Without any images, write the data out exactly as it appears.

[DATASET ENTRIES]
•••••

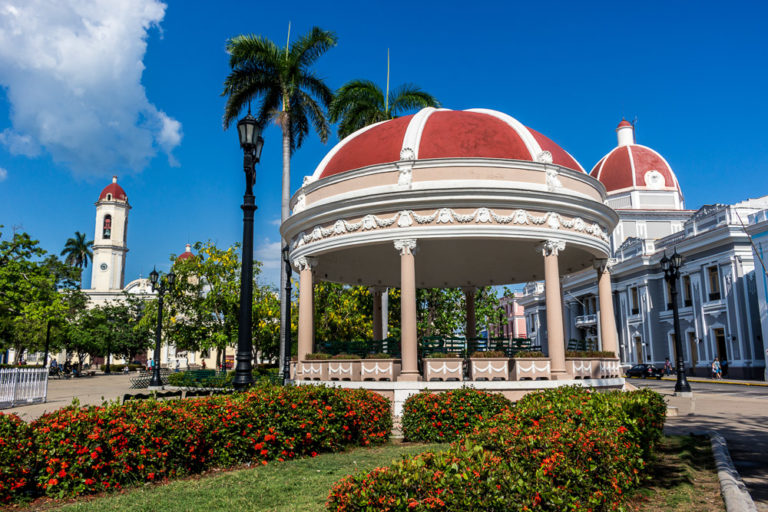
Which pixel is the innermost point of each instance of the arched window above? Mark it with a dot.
(107, 232)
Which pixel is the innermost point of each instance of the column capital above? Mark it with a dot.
(305, 263)
(603, 264)
(551, 247)
(406, 246)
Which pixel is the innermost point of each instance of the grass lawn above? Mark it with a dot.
(683, 479)
(296, 485)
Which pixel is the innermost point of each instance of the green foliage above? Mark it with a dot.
(16, 457)
(441, 417)
(360, 103)
(86, 450)
(566, 449)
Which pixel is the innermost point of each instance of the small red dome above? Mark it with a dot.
(441, 133)
(113, 192)
(635, 166)
(186, 254)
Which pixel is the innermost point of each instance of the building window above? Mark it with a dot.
(713, 274)
(634, 300)
(107, 230)
(687, 295)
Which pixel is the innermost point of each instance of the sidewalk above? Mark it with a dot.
(705, 380)
(89, 390)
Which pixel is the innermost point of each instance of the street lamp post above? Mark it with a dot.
(671, 268)
(249, 132)
(160, 286)
(287, 305)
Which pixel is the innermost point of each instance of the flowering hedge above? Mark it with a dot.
(442, 417)
(16, 457)
(95, 449)
(559, 450)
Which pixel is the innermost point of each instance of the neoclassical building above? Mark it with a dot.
(718, 301)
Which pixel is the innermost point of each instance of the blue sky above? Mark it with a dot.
(136, 92)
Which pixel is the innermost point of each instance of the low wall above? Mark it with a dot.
(398, 392)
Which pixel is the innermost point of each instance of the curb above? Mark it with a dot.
(712, 381)
(735, 494)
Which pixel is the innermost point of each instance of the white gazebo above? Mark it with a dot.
(449, 198)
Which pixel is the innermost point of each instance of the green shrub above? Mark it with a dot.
(489, 353)
(429, 417)
(16, 457)
(95, 449)
(566, 449)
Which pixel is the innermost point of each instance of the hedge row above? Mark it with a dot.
(93, 449)
(443, 417)
(564, 449)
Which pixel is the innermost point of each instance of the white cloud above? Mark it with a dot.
(72, 73)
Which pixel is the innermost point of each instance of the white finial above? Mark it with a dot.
(625, 133)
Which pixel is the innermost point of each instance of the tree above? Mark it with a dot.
(77, 251)
(360, 103)
(288, 90)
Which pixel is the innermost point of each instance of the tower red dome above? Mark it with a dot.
(113, 192)
(440, 133)
(633, 166)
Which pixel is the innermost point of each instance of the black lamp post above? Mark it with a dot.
(160, 286)
(671, 268)
(249, 132)
(287, 305)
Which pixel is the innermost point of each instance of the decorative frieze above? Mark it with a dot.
(408, 218)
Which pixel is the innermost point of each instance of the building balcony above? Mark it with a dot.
(586, 320)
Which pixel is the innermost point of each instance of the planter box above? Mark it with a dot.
(489, 368)
(531, 368)
(582, 367)
(610, 368)
(312, 370)
(344, 369)
(379, 369)
(443, 369)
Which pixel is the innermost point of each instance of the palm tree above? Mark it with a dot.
(360, 103)
(290, 93)
(77, 251)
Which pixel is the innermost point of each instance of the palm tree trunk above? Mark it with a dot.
(284, 211)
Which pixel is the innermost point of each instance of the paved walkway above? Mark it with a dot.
(738, 412)
(89, 390)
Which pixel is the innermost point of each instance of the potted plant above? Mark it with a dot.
(443, 366)
(531, 365)
(489, 365)
(379, 367)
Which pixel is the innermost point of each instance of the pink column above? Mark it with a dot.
(409, 341)
(555, 336)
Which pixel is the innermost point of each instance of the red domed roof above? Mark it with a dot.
(114, 191)
(635, 166)
(433, 133)
(186, 254)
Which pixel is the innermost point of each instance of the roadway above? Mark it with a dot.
(739, 411)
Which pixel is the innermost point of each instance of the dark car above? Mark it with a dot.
(645, 371)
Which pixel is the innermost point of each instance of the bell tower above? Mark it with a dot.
(109, 240)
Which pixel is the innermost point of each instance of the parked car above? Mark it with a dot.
(644, 371)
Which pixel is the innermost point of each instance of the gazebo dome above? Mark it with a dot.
(113, 192)
(631, 166)
(440, 134)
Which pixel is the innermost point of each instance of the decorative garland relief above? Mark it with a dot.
(407, 218)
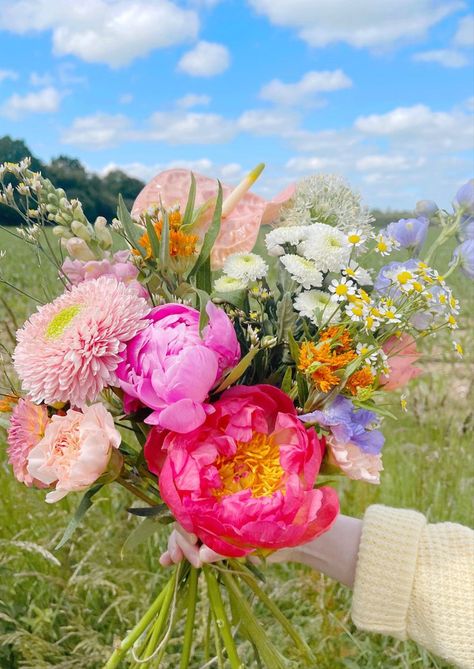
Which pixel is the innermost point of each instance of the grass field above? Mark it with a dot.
(63, 609)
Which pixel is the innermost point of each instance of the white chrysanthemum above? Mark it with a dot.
(290, 235)
(226, 284)
(327, 198)
(309, 301)
(327, 246)
(302, 271)
(245, 266)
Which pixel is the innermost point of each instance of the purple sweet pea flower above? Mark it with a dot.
(349, 425)
(410, 233)
(464, 253)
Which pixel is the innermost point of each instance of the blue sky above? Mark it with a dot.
(381, 92)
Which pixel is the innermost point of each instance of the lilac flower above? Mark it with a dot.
(464, 253)
(349, 425)
(465, 197)
(410, 233)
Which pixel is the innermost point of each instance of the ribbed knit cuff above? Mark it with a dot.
(385, 569)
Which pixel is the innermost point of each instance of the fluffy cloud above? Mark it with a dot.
(305, 89)
(101, 31)
(44, 101)
(193, 100)
(465, 32)
(445, 57)
(367, 23)
(206, 60)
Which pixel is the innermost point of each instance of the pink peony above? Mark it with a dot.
(245, 478)
(402, 354)
(170, 368)
(356, 463)
(75, 450)
(239, 230)
(27, 426)
(69, 350)
(118, 266)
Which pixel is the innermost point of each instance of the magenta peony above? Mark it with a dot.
(69, 350)
(75, 450)
(402, 354)
(118, 266)
(170, 368)
(245, 478)
(27, 426)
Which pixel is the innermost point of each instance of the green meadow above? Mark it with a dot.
(65, 608)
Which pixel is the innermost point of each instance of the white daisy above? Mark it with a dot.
(302, 271)
(226, 284)
(341, 288)
(245, 266)
(309, 302)
(327, 246)
(290, 235)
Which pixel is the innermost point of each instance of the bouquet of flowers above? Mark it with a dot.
(221, 371)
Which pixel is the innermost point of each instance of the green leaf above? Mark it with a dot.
(211, 235)
(153, 237)
(129, 225)
(238, 370)
(188, 212)
(84, 505)
(165, 242)
(140, 534)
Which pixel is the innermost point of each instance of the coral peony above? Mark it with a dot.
(402, 354)
(239, 230)
(75, 450)
(69, 350)
(118, 266)
(244, 479)
(27, 426)
(170, 367)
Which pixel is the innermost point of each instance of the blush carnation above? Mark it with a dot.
(27, 426)
(75, 450)
(69, 350)
(245, 478)
(170, 367)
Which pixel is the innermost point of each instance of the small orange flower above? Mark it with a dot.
(360, 379)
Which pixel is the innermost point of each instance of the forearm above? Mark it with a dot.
(334, 553)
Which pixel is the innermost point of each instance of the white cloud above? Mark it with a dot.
(6, 75)
(206, 60)
(465, 32)
(45, 101)
(445, 57)
(98, 131)
(100, 31)
(375, 24)
(193, 100)
(304, 90)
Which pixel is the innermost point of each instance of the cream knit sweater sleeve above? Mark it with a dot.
(415, 580)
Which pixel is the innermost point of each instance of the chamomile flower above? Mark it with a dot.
(309, 302)
(288, 235)
(245, 266)
(226, 284)
(385, 245)
(302, 271)
(341, 289)
(327, 246)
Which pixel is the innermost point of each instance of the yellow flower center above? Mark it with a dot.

•••••

[REPLY TO THE EXERCISE]
Which pixel is the innermost point of each instance of the arched window above? Mark it with a dot.
(107, 232)
Which pixel is the innermost point of each instance of the column capital above? Mark it with a dot.
(305, 263)
(603, 264)
(551, 247)
(406, 246)
Which pixel is the innermost point of each instance of the grass lawn above? Mark it with a dot.
(683, 479)
(296, 485)
Which pixel is the innermost point of each instance of the green foliage above? Mark it with a dot.
(16, 457)
(441, 417)
(360, 103)
(86, 450)
(566, 449)
Which pixel is the innermost point of each instance of the small red dome above? Mark it with a dot.
(441, 133)
(113, 192)
(635, 166)
(186, 254)
Which pixel is the innermost point of each instance of the building window above? Mark it with a dot.
(713, 274)
(634, 300)
(107, 230)
(687, 295)
Which pixel is the innermost point of each instance of the sidewalk above? Mark it with a dot.
(705, 380)
(89, 390)
Which pixel is the innermost point of each instance of the street lamp post above? Mark it with a dot.
(671, 268)
(249, 132)
(160, 286)
(287, 305)
Which pixel is the innermost point of each instance of the flowering hedge above? Mark it with a dot.
(442, 417)
(16, 457)
(95, 449)
(559, 450)
Which pixel is the innermost point of each instance of the neoclassical building above? Mark it with a dot.
(718, 301)
Which pixel is the innermost point of each instance of the blue sky above? Mark it with a dot.
(136, 92)
Which pixel is the innermost point of each instance of the low wall above? Mark it with a dot.
(398, 392)
Which pixel is the innermost point of each instance of the curb above? Mark it with a dot.
(712, 381)
(735, 494)
Which pixel is the innermost point of each instance of the white gazebo above? Mark it with a dot.
(449, 198)
Which pixel is the innermost point of each instance of the green shrub above? Mark it with a dot.
(489, 353)
(429, 417)
(16, 457)
(95, 449)
(566, 449)
Which pixel is the innermost point of each instance of the hedge row above? Mark it with a dot.
(93, 449)
(443, 417)
(564, 449)
Which pixel is the innermost point of each instance of the white cloud above? Mark it with a dot.
(72, 73)
Which pixel is the innermost point of each instance of the white finial above? Mark it with a dot.
(625, 133)
Which pixel is the innermost point of each instance of the tree above? Mark it with a dot.
(77, 251)
(360, 103)
(288, 90)
Which pixel is the innermost point of each instance of the tower red dome above? Mark it with a dot.
(113, 192)
(440, 133)
(633, 166)
Which pixel is the innermost point of each instance of the black lamp post above? Mark it with a dot.
(160, 286)
(671, 268)
(249, 132)
(287, 305)
Which pixel is the innermost point of each instance of the decorative frieze above? Mark it with a dot.
(408, 218)
Which pixel is the innermost point of each instance of the building balcony above? Mark it with a dot.
(586, 320)
Which pixel is the innermost point of each instance of the planter box above? Mark it with a dot.
(489, 368)
(531, 368)
(582, 367)
(610, 368)
(312, 370)
(344, 369)
(379, 369)
(443, 369)
Which pixel is the innermost point of each instance of the palm tree above? Mark it with a dot.
(360, 103)
(290, 93)
(77, 251)
Which pixel is the innermost point of each instance of the palm tree trunk above? Mark it with a dot.
(284, 211)
Which pixel is the innermost point of each instance of the paved walkway above? Mark it with a dot.
(738, 412)
(89, 390)
Which pixel is the innermost point of each instance of the potted plant above? Mark it with a dot.
(443, 366)
(531, 365)
(489, 365)
(379, 367)
Which pixel is the innermost point of each instance of the pink column above? Mark it with a dot.
(409, 341)
(555, 336)
Which pixel is the innermost point of each instance of the red domed roof above? Mark it with a dot.
(114, 191)
(635, 166)
(433, 133)
(186, 254)
Which pixel is the innermost point of each instance of the roadway above? Mark it with a dot.
(739, 411)
Which pixel is the innermost point of each instance of the dark car above? Mark it with a dot.
(645, 371)
Which pixel is the innermost point of each instance of the bell tower above? Mark it with a dot.
(109, 240)
Which pixel is the innermost point of each instance of the parked car above? Mark it with a dot.
(644, 371)
Which pixel is the innermost point of each instance of the gazebo dome above? Mark it with a dot.
(113, 192)
(631, 166)
(440, 134)
Which pixel is the innermost point of each instance of the decorative garland relief above? Mark it with a dot.
(407, 218)
Which pixel is the innermost point of each instance of the grass field above? Mark it with a dot.
(63, 609)
Which pixel is the innermost point of each instance of the white chrysanthemum above? Mark it with a dot.
(290, 235)
(226, 284)
(327, 198)
(309, 301)
(327, 246)
(302, 271)
(245, 266)
Which pixel is the innermost point of each instance of the purple sweet pea flower above? Mark it with a dot.
(349, 425)
(410, 233)
(464, 253)
Which pixel is the innermost point of each instance of the blue sky above? Mark it with a dot.
(381, 92)
Which pixel is the innermost point of each instance of the lilac flower above? Mark it with a dot.
(464, 253)
(349, 425)
(465, 197)
(410, 233)
Which pixel is the innermost point of each instance of the ribbed knit cuff above? Mark it with a dot.
(385, 569)
Which pixel is the innermost point of each instance of the fluffy cloud above? Mark it with a dot.
(305, 89)
(101, 31)
(44, 101)
(193, 100)
(465, 32)
(445, 57)
(367, 23)
(206, 60)
Which pixel is the innermost point of each instance of the pink peony above? Mark it with a dot.
(245, 478)
(402, 354)
(170, 368)
(356, 463)
(75, 450)
(239, 230)
(27, 426)
(69, 350)
(118, 266)
Which pixel is the innermost point of each instance of the magenta peony above? Mark it with a dot.
(69, 350)
(75, 450)
(402, 354)
(118, 266)
(170, 368)
(245, 478)
(27, 426)
Which pixel is the innermost point of each instance of the green meadow above? Mark it with a dot.
(65, 608)
Which pixel is the innermost point of each instance of the white daisy above? Mark it with a dot.
(302, 271)
(226, 284)
(341, 288)
(245, 266)
(309, 302)
(327, 246)
(290, 235)
Which pixel is the innermost point of each instance of the bouquet of flowers above? Mark it with a dot.
(221, 371)
Which pixel is the innermost point of each instance of the green leaf above? Mark it with a dot.
(211, 235)
(153, 237)
(129, 225)
(238, 370)
(188, 212)
(84, 505)
(165, 242)
(140, 534)
Which pixel is the innermost point of each instance of the coral peony above? Mark it with a dot.
(402, 354)
(239, 230)
(75, 450)
(69, 350)
(118, 266)
(244, 479)
(27, 426)
(170, 367)
Which pixel is the innermost point of each instance of the blush carnation above? Mark it with a dot.
(27, 426)
(75, 450)
(69, 350)
(245, 478)
(170, 367)
Which pixel is the innermost point of each instance of the small orange flower above? Mark it with a dot.
(360, 379)
Which pixel is the innermost point of each instance of the forearm above? Mark it with a dot.
(334, 553)
Which pixel is the innermost point of each instance of the white cloud above? Mark it with a dot.
(6, 75)
(206, 60)
(465, 32)
(45, 101)
(445, 57)
(98, 131)
(100, 31)
(375, 24)
(193, 100)
(304, 90)
Which pixel is the innermost point of each instance of the cream knit sweater sleeve above? Mark it with a dot.
(415, 580)
Which pixel is the innermost point of each instance of the chamomile flower above? Mark it with a dot.
(309, 302)
(288, 235)
(245, 266)
(226, 284)
(385, 245)
(302, 271)
(341, 289)
(327, 246)
Which pixel is the innermost point of each instance of the yellow flower center above? Mark it with a dot.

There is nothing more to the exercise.